■ Saved data entries:
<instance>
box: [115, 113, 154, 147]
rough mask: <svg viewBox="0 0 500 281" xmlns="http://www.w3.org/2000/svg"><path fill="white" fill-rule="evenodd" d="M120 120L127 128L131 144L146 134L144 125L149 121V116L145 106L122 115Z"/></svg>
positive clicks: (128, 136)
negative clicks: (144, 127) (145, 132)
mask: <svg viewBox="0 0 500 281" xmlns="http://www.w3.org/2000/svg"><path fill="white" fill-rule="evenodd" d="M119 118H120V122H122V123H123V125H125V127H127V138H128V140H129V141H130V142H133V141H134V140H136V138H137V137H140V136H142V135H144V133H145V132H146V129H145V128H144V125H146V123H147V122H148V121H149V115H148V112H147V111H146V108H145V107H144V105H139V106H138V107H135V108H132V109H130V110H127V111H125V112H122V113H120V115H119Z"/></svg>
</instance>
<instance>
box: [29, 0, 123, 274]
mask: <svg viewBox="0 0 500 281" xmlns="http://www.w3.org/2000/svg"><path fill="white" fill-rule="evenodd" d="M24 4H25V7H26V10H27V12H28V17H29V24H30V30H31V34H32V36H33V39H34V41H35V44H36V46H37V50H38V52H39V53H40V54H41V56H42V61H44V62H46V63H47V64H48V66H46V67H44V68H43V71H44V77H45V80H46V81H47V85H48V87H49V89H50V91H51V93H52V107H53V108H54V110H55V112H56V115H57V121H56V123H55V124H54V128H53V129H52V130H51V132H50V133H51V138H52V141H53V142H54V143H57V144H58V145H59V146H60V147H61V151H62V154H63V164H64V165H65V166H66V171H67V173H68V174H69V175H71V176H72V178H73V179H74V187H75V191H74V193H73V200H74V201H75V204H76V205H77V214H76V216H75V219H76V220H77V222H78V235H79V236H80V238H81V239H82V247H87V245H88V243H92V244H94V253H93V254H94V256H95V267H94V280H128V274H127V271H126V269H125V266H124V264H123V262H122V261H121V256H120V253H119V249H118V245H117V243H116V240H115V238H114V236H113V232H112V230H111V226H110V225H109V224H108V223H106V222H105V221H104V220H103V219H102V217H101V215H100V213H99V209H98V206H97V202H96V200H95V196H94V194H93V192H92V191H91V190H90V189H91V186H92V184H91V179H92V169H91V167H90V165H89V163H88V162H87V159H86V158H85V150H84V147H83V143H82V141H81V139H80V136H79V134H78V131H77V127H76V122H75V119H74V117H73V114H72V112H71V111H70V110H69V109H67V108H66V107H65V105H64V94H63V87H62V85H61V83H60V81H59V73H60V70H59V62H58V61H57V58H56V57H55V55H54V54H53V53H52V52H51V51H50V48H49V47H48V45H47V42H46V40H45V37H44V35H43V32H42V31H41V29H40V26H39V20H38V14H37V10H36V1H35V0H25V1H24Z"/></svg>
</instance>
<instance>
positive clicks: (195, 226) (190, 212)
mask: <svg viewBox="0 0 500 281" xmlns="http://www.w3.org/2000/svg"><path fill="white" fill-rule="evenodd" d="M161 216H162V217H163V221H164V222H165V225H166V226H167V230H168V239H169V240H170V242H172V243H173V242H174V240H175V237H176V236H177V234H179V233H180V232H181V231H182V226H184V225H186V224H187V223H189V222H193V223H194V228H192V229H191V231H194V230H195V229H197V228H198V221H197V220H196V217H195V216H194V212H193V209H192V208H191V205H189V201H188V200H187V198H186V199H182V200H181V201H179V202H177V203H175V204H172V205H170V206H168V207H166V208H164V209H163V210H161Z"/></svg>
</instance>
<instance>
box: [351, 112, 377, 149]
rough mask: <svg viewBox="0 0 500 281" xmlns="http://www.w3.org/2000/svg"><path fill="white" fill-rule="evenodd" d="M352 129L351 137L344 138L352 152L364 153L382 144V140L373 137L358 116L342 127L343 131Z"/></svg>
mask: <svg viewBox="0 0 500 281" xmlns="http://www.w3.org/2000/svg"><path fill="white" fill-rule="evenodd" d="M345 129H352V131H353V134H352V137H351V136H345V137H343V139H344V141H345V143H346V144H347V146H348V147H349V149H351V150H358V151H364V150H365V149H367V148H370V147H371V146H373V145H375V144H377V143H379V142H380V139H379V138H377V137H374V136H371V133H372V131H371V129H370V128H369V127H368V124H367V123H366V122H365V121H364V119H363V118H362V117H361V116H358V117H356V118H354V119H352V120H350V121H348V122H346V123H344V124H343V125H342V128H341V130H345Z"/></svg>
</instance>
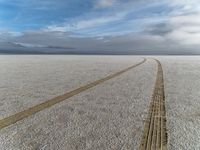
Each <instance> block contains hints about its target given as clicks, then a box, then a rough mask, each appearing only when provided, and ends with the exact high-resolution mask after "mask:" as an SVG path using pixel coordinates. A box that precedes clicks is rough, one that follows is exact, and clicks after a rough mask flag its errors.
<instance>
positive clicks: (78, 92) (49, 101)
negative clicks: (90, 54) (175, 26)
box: [0, 58, 146, 129]
mask: <svg viewBox="0 0 200 150" xmlns="http://www.w3.org/2000/svg"><path fill="white" fill-rule="evenodd" d="M145 61H146V59H145V58H144V60H143V61H141V62H139V63H138V64H135V65H133V66H130V67H128V68H126V69H124V70H121V71H119V72H116V73H114V74H111V75H108V76H106V77H104V78H102V79H99V80H96V81H94V82H92V83H89V84H86V85H84V86H81V87H79V88H77V89H75V90H72V91H70V92H67V93H65V94H63V95H60V96H57V97H55V98H52V99H50V100H48V101H46V102H43V103H41V104H38V105H36V106H33V107H30V108H28V109H26V110H24V111H21V112H18V113H16V114H14V115H11V116H9V117H7V118H4V119H2V120H0V129H3V128H5V127H7V126H10V125H12V124H14V123H16V122H18V121H20V120H22V119H24V118H27V117H29V116H31V115H33V114H35V113H37V112H39V111H42V110H44V109H46V108H49V107H51V106H53V105H55V104H57V103H60V102H62V101H64V100H66V99H68V98H70V97H72V96H75V95H77V94H79V93H81V92H83V91H86V90H88V89H90V88H92V87H94V86H96V85H98V84H101V83H103V82H105V81H107V80H110V79H112V78H114V77H117V76H119V75H121V74H123V73H125V72H127V71H129V70H131V69H133V68H135V67H137V66H139V65H141V64H143V63H144V62H145Z"/></svg>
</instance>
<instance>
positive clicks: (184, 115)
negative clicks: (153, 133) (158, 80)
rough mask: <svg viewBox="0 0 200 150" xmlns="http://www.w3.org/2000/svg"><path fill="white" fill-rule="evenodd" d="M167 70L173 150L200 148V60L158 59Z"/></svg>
mask: <svg viewBox="0 0 200 150" xmlns="http://www.w3.org/2000/svg"><path fill="white" fill-rule="evenodd" d="M158 58H159V60H161V63H162V65H163V69H164V80H165V95H166V100H165V103H166V113H167V128H168V138H169V139H168V143H169V147H168V148H169V149H170V150H178V149H181V150H199V149H200V109H199V108H200V99H199V97H200V92H199V91H200V57H195V56H179V57H178V56H176V57H175V56H171V57H158Z"/></svg>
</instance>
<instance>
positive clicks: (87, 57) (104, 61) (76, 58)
mask: <svg viewBox="0 0 200 150" xmlns="http://www.w3.org/2000/svg"><path fill="white" fill-rule="evenodd" d="M141 60H142V59H141V58H136V57H134V58H133V57H125V56H124V57H123V56H122V57H121V56H39V55H38V56H37V55H36V56H23V55H22V56H15V55H13V56H10V55H9V56H6V55H1V56H0V62H1V63H0V70H1V73H0V82H1V84H0V119H2V118H5V117H8V116H9V115H11V114H14V113H16V112H19V111H22V110H24V109H27V108H29V107H31V106H34V105H36V104H39V103H41V102H44V101H46V100H48V99H50V98H53V97H55V96H58V95H61V94H64V93H65V92H67V91H70V90H72V89H75V88H77V87H79V86H81V85H84V84H86V83H88V82H91V81H94V80H97V79H99V78H102V77H104V76H106V75H108V74H111V73H114V72H117V71H119V70H121V69H124V68H126V67H127V66H131V65H133V64H135V63H138V62H139V61H141Z"/></svg>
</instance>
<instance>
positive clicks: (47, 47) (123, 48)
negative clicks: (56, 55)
mask: <svg viewBox="0 0 200 150" xmlns="http://www.w3.org/2000/svg"><path fill="white" fill-rule="evenodd" d="M0 53H84V54H89V53H92V54H93V53H94V54H200V1H199V0H0Z"/></svg>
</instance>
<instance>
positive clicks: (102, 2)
mask: <svg viewBox="0 0 200 150" xmlns="http://www.w3.org/2000/svg"><path fill="white" fill-rule="evenodd" d="M116 3H117V0H96V2H95V5H94V8H96V9H100V8H107V7H111V6H113V5H115V4H116Z"/></svg>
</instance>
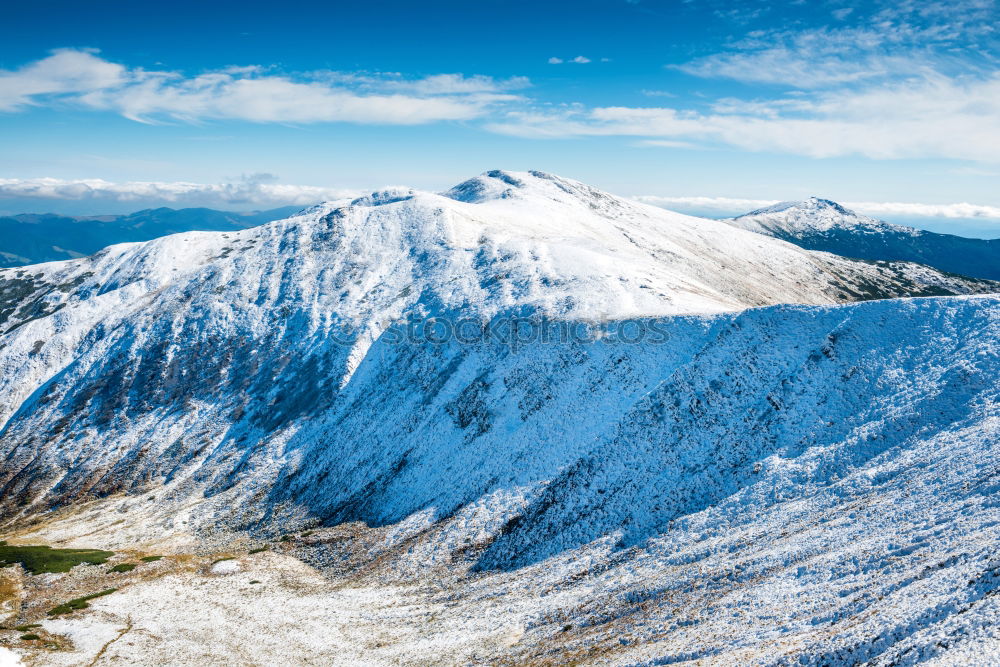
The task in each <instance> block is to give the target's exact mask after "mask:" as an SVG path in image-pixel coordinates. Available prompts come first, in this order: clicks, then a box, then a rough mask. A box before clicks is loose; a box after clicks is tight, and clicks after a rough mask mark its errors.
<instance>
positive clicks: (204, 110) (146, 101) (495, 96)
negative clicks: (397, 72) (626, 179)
mask: <svg viewBox="0 0 1000 667" xmlns="http://www.w3.org/2000/svg"><path fill="white" fill-rule="evenodd" d="M527 85H529V81H528V80H527V79H526V78H524V77H515V78H513V79H508V80H505V81H497V80H494V79H492V78H490V77H485V76H471V77H466V76H463V75H461V74H439V75H434V76H430V77H426V78H423V79H417V80H406V79H403V78H400V77H399V76H398V75H377V76H373V75H356V74H354V75H352V74H343V73H331V72H325V73H313V74H312V75H308V76H298V77H295V78H293V77H291V76H281V75H274V74H266V73H265V70H264V69H263V68H261V67H257V66H250V67H229V68H225V69H221V70H216V71H211V72H206V73H203V74H200V75H197V76H194V77H185V76H183V75H181V74H179V73H176V72H149V71H144V70H141V69H127V68H125V67H123V66H121V65H118V64H115V63H111V62H108V61H106V60H103V59H101V58H100V57H98V56H96V55H95V54H94V53H93V52H90V51H73V50H63V51H57V52H55V53H53V54H52V55H51V56H49V57H47V58H44V59H42V60H39V61H36V62H34V63H31V64H29V65H26V66H24V67H22V68H20V69H18V70H14V71H6V72H0V110H4V111H16V110H18V109H20V108H23V107H25V106H28V105H38V104H44V103H47V102H61V103H70V104H76V105H79V106H82V107H84V108H91V109H97V110H108V111H114V112H117V113H120V114H122V115H123V116H125V117H127V118H131V119H133V120H137V121H143V122H155V121H157V120H159V119H162V118H173V119H178V120H184V121H192V122H193V121H202V120H210V119H238V120H247V121H253V122H261V123H268V122H276V123H320V122H350V123H382V124H399V125H413V124H420V123H428V122H432V121H441V120H466V119H471V118H476V117H478V116H481V115H483V114H484V113H486V111H487V109H489V108H490V107H491V106H493V105H496V104H501V103H505V102H511V101H514V100H516V99H519V98H517V96H514V95H511V94H509V93H508V92H507V91H510V90H513V89H516V88H523V87H525V86H527Z"/></svg>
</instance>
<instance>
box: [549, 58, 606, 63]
mask: <svg viewBox="0 0 1000 667" xmlns="http://www.w3.org/2000/svg"><path fill="white" fill-rule="evenodd" d="M607 60H608V59H607V58H601V62H607ZM589 62H591V60H590V58H588V57H587V56H575V57H573V58H559V57H558V56H552V57H551V58H549V64H550V65H562V64H563V63H575V64H577V65H586V64H587V63H589Z"/></svg>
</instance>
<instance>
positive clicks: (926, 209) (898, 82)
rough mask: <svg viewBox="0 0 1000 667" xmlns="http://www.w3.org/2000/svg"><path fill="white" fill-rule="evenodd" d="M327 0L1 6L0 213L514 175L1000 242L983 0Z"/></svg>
mask: <svg viewBox="0 0 1000 667" xmlns="http://www.w3.org/2000/svg"><path fill="white" fill-rule="evenodd" d="M317 5H319V3H300V2H295V1H291V2H281V3H275V2H273V1H272V2H267V3H263V2H240V3H225V2H218V3H204V2H201V3H187V2H172V3H150V4H140V3H134V2H128V3H124V2H122V3H118V2H101V3H90V4H87V3H78V2H76V3H64V2H39V3H16V4H14V5H13V6H9V7H7V8H5V12H6V13H5V17H4V23H5V27H6V28H7V29H6V30H5V31H4V33H5V35H4V36H5V39H4V40H3V43H2V44H0V210H3V211H18V210H34V211H38V210H62V211H67V212H78V213H97V212H105V211H111V210H131V209H135V208H138V207H140V206H141V205H152V204H158V203H166V204H168V205H174V206H181V205H197V204H207V205H214V206H219V207H228V208H244V209H245V208H254V207H262V206H267V205H270V204H274V205H277V204H281V203H287V202H289V201H290V202H292V203H297V202H299V201H306V200H310V199H315V198H316V197H320V196H335V195H336V194H338V193H340V192H348V191H352V190H362V189H371V188H373V187H378V186H382V185H387V184H406V185H412V186H416V187H420V188H428V189H442V188H445V187H448V186H449V185H452V184H454V183H455V182H458V181H460V180H462V179H464V178H467V177H469V176H471V175H474V174H476V173H479V172H482V171H484V170H487V169H492V168H505V169H541V170H545V171H551V172H554V173H557V174H560V175H563V176H568V177H572V178H577V179H580V180H583V181H586V182H588V183H592V184H594V185H597V186H599V187H603V188H605V189H607V190H610V191H612V192H615V193H618V194H622V195H629V196H648V197H652V198H659V199H655V201H656V202H657V203H662V204H663V205H665V206H668V207H673V208H676V209H678V210H689V211H697V212H703V213H706V214H719V215H722V214H725V213H730V212H735V211H738V210H741V209H742V208H743V207H745V206H746V207H752V206H750V204H752V203H754V202H764V201H774V200H780V199H796V198H802V197H805V196H809V195H814V194H815V195H819V196H824V197H827V198H831V199H836V200H838V201H843V202H848V203H856V204H859V205H860V206H859V207H858V208H860V209H861V210H864V211H866V212H871V213H874V214H877V215H879V216H880V217H884V218H886V219H892V220H902V221H908V222H912V223H915V224H919V225H920V226H924V227H928V228H933V229H938V230H944V231H949V230H950V231H954V232H956V233H967V234H976V235H987V236H989V235H993V236H1000V187H997V186H998V184H1000V49H998V43H1000V35H998V32H997V28H996V27H995V26H996V25H997V24H998V23H1000V21H998V19H1000V11H998V8H997V6H996V4H995V3H994V2H992V1H991V0H958V1H957V2H948V3H943V2H942V3H936V2H933V1H932V2H906V1H905V0H904V1H903V2H885V3H878V2H874V3H847V2H840V1H831V2H808V3H807V2H801V1H798V0H797V1H795V2H786V3H780V2H755V1H747V2H739V3H736V2H718V1H715V2H713V1H699V0H692V1H690V2H655V1H652V0H638V1H631V2H628V1H624V0H620V1H619V0H608V1H596V0H594V1H589V2H588V1H584V2H574V3H544V2H530V3H529V2H479V3H465V2H436V3H414V2H379V1H373V2H366V3H353V2H352V3H327V4H326V5H325V6H317ZM695 198H698V199H695ZM651 201H654V200H653V199H651ZM960 203H967V204H971V205H973V206H966V207H958V206H955V205H956V204H960Z"/></svg>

■ Your goal: In how many lines of the records does the word "errors" occur? Reply with the number only.

■ Response below: 2